- _Input data_:
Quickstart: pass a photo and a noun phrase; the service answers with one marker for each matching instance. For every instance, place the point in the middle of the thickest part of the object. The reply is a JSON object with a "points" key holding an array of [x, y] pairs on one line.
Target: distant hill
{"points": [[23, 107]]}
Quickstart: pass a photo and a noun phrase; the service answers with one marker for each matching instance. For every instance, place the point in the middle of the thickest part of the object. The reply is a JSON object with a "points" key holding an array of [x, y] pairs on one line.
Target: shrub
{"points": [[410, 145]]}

...

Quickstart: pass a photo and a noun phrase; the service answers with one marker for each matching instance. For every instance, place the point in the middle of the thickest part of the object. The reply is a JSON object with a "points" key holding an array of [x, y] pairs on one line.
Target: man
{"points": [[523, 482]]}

- _Description of the task_: Count the lines in the entries above that contain the string "Target", and reply with the number alone.

- _Response below_: 3